- **Required task**
Return the line containing "Exercise. Point out the white eye" and all lines after it exactly; stop at the end of the material.

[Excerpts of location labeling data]
┄┄┄┄┄┄
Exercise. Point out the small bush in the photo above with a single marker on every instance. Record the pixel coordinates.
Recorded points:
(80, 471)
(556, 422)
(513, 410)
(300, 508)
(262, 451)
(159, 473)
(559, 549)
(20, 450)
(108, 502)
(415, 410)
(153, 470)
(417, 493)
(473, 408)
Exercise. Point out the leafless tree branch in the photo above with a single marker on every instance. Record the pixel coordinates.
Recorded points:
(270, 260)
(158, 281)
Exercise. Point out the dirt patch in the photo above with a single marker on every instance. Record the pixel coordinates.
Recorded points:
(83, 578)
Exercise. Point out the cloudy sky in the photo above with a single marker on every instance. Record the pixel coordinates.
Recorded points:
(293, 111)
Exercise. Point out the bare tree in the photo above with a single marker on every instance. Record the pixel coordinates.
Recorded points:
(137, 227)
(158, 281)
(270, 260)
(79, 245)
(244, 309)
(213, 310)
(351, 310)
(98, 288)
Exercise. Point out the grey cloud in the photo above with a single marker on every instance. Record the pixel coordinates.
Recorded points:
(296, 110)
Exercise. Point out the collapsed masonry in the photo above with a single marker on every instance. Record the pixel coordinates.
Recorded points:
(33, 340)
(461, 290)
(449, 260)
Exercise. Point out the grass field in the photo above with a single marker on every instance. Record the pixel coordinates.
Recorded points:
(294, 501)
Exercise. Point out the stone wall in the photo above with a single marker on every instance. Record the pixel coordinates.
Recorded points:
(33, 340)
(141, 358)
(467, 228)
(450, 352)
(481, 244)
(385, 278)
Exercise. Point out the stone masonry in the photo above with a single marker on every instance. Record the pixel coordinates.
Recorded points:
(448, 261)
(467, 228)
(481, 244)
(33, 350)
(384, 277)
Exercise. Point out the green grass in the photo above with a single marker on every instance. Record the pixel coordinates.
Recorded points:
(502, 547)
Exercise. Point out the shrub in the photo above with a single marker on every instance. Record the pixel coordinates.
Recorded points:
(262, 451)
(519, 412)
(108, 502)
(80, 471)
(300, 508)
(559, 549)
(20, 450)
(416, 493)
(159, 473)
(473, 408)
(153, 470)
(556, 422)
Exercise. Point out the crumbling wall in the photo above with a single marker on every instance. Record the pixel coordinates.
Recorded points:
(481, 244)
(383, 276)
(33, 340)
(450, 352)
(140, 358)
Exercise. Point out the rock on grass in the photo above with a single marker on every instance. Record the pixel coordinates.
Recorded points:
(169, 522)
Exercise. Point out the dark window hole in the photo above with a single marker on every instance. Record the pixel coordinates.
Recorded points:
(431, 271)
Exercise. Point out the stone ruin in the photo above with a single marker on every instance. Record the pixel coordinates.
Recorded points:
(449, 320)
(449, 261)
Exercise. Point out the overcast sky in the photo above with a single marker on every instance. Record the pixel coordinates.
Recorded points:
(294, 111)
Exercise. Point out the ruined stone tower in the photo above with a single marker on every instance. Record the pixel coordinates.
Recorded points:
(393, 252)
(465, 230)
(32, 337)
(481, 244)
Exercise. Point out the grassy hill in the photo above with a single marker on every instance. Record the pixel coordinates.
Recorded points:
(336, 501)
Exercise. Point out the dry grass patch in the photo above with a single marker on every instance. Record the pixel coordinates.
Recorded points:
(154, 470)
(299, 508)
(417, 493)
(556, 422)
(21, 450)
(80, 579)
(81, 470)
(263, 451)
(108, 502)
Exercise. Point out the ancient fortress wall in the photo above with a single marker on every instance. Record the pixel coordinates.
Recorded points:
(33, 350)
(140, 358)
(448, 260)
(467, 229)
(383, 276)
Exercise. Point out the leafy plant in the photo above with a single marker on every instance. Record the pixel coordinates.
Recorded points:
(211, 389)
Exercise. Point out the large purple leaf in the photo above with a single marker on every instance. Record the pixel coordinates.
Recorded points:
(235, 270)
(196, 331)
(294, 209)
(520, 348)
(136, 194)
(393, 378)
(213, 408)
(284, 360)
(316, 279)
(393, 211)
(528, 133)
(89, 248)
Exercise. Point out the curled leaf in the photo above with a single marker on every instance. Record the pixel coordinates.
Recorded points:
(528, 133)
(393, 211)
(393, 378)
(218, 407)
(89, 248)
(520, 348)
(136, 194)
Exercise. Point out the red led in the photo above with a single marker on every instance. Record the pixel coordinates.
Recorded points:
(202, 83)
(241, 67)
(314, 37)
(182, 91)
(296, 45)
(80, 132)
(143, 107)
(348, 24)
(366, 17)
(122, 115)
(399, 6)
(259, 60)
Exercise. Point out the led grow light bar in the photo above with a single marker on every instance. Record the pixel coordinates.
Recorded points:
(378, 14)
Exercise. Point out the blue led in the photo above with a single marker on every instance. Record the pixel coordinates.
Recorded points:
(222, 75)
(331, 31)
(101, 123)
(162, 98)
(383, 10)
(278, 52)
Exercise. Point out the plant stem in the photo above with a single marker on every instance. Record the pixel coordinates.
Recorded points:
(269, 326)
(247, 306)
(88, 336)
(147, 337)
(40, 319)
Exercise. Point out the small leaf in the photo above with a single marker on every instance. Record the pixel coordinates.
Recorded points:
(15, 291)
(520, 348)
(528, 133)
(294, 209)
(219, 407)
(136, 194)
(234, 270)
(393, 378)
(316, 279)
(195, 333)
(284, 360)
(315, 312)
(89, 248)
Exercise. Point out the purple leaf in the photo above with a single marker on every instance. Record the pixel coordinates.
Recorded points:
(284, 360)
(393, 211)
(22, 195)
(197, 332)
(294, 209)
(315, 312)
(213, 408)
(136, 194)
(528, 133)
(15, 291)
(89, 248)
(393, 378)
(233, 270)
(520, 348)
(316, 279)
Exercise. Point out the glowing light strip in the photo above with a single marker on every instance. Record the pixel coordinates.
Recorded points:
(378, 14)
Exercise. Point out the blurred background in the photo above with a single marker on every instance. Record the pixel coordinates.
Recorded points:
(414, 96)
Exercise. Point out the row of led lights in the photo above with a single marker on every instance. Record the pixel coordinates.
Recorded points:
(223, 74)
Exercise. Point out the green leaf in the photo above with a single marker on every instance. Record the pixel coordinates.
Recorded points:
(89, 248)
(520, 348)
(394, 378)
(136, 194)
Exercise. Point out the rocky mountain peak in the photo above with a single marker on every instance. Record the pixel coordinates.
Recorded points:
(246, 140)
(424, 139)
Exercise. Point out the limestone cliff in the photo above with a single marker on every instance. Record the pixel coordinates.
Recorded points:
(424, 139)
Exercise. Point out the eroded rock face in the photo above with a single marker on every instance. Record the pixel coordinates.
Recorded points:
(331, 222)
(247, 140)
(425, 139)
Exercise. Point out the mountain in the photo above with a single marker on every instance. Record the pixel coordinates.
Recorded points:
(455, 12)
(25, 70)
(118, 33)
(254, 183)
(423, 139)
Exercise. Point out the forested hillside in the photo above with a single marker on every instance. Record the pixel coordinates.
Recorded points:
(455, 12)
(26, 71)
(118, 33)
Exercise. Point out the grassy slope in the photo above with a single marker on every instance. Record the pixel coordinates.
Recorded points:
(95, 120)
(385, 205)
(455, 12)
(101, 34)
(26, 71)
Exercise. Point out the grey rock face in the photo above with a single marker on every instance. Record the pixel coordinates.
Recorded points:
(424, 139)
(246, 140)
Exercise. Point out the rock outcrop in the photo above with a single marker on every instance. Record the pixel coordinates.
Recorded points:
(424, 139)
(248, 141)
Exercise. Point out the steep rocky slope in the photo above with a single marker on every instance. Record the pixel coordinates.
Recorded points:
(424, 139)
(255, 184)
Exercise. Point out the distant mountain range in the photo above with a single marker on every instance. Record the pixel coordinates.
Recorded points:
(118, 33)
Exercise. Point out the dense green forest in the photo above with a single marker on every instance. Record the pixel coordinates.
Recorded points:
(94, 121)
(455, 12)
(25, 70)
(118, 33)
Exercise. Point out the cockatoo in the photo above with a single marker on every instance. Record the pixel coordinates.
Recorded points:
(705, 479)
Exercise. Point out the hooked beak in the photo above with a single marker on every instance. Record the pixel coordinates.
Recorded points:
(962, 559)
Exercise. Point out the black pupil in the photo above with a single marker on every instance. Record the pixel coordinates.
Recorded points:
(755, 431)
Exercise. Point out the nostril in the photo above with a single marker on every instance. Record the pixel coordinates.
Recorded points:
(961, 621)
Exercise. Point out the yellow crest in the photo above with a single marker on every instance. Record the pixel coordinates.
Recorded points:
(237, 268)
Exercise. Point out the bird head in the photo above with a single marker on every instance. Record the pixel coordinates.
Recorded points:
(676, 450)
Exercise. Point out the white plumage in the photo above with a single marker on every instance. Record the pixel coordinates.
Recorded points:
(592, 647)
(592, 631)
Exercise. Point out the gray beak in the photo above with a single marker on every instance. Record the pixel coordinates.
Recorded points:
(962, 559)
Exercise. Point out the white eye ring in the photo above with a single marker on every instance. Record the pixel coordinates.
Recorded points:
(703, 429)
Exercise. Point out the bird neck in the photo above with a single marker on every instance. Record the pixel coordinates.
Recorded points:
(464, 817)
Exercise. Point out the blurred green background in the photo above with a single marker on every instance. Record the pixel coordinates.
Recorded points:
┄┄┄┄┄┄
- **Worked answer**
Exercise. Point out the white eye ring in the photo above with a single marker on every instance. Record the pixel coordinates.
Recorded points:
(703, 429)
Exercise. Point out the bird neck in the photo above with a single marker on every instance. Record the pixel coordinates.
Recorded points:
(464, 817)
Exercise. Point out the blurred green background in the photo above with a single marker on every instance. Record the pixel coordinates.
Recorded points:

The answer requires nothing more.